#### [TASK]
Rewrite every item below with "apart by a single space" changed to "separated by a comma" and everything else left unchanged.

#### [TASK INPUT]

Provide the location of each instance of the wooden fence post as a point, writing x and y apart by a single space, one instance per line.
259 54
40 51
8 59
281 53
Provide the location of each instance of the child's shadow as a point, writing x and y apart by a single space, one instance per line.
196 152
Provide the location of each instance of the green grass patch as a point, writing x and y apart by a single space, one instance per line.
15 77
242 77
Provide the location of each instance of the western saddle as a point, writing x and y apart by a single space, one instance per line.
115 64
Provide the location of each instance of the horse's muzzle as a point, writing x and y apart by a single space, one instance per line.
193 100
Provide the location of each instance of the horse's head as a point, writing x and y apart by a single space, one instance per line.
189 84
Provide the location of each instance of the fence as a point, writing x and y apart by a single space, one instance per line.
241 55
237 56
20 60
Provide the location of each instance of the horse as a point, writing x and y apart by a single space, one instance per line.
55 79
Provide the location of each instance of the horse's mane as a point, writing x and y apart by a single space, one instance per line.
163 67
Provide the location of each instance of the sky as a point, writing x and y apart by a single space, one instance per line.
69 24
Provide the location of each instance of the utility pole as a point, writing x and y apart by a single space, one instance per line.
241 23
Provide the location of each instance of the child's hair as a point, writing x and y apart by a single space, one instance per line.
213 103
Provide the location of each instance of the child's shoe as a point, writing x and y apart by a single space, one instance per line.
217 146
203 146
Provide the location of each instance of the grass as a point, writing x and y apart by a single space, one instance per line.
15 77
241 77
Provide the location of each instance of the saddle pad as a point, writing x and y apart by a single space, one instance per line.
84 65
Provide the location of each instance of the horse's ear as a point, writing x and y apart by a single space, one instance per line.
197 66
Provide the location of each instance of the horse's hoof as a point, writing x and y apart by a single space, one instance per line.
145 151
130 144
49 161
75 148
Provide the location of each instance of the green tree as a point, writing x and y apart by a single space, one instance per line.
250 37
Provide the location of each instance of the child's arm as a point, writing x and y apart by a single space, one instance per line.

#### [REPLY]
Provide the location of each instance of the wooden fence post as a point, writing x and y separated by a comma, one instance per line.
259 54
40 51
8 59
281 53
Provide the location of each instance of the child's shadow as a point, writing x and y separated by a comma, one instance per line.
196 152
Provide the location of each instance of the green grass patch as a point, writing x and y separated by a comma, one instance per line.
15 77
242 77
Provide the location of each instance of the western saddle as a point, writing x and y separated by a comma, one instance per line.
115 64
Provide the location of each instance of the horse's muzzle as a point, writing x and y separated by a comma, one instance per line.
193 100
Provide the location of each instance of the horse's head as a point, writing x and y separated by a comma, one instance per line.
189 84
Provide the location of each instance of the fence as a point, writing x and y separated by a comma, one instance per line.
241 55
237 56
20 60
Provide the location of each instance of the horse as a point, writing x and y separated by a comma, one instance per line.
55 79
Provide the location of each instance of the horse's mane as a point, writing x and y separated by a comma, one instance per line.
163 67
Provide the location of each instance of the sky as a point, writing x and y separated by a comma, one instance per line.
69 24
Provide the location of each instance of the utility pole as a point, writing x and y separated by a comma, one instance per line.
241 23
Provide the location of each instance of the child's hair as a point, writing x and y separated by a comma, one instance per line.
213 103
Provide the location of each instance of the child's shoe as a point, writing x and y separated by a comma, one instance per line.
217 146
203 146
Provide the location of each instance of the grass as a point, writing x and y separated by a comma, one instance per line.
15 77
241 77
Provide the location of each instance of the saddle pad as a point, writing x and y separated by a comma, one instance per line.
84 65
Provide the location of each instance of the horse's ear as a point, writing x and y separated by a comma, one instance per line.
197 66
Provide the location of each instance of the horse's hoof as a point, writing x and y separated by a comma, one instance per line.
145 151
130 144
49 161
75 148
Provide the location of each instance of the green tree as a point, writing x and y separated by a comma, one instance per line.
250 37
Provide the location of each instance of the child's arm as a point, writing x and y separated by a comma, one instance per line.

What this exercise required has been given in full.